━━━ Dataset records

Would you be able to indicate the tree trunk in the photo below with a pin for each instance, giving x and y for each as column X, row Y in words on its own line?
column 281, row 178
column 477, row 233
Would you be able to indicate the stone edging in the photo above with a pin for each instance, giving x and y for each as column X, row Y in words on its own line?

━━━━━━
━━━ Dataset records

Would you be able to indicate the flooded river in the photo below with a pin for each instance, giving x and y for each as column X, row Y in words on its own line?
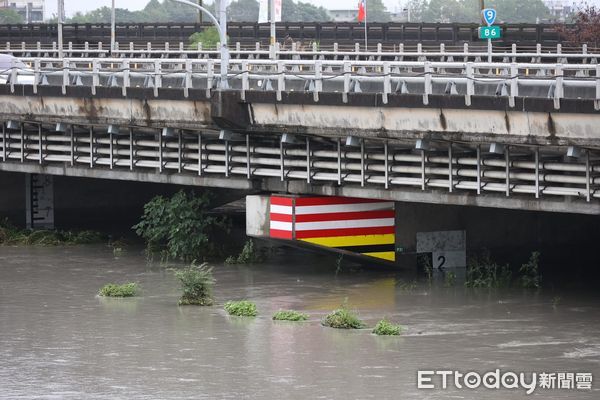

━━━━━━
━━━ Dataset records

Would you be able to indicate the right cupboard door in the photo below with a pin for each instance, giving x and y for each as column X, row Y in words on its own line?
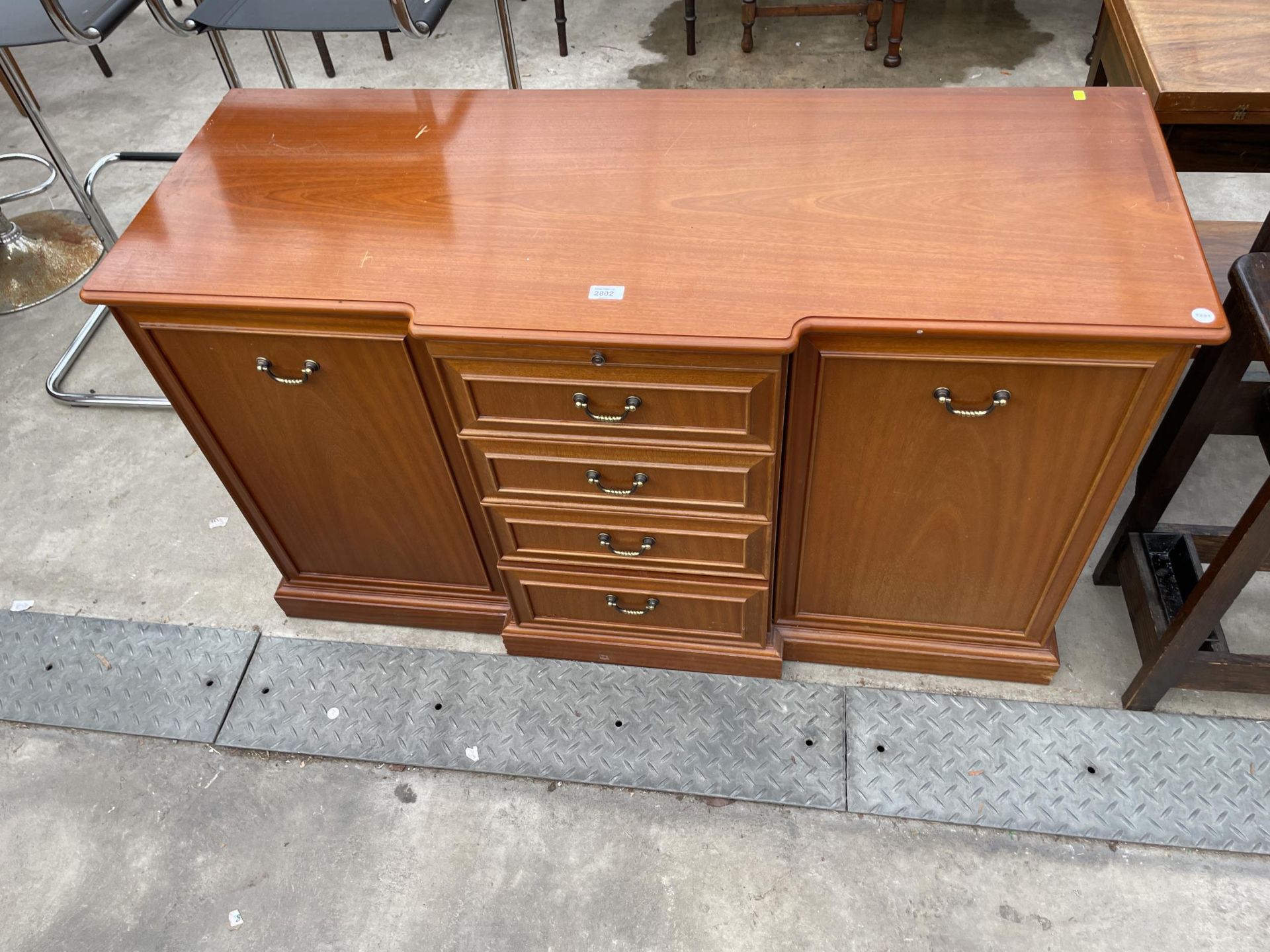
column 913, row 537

━━━━━━

> [Exercise directions]:
Go to the line in the material above that contains "Would you be able to indicate the tree" and copy exactly from there through the line that contains "Would you be able to indicate the stone", stopping after it.

> [Answer box]:
Would you be able to indicate the tree trunk in the photo below with a pin for each instance, giving x and y for each as column X, row Y in words on its own line?
column 281, row 178
column 477, row 233
Would you be able to indicate the stone edging in the photo above with a pin for each instance, giving x and y for each as column X, row Y in words on its own line?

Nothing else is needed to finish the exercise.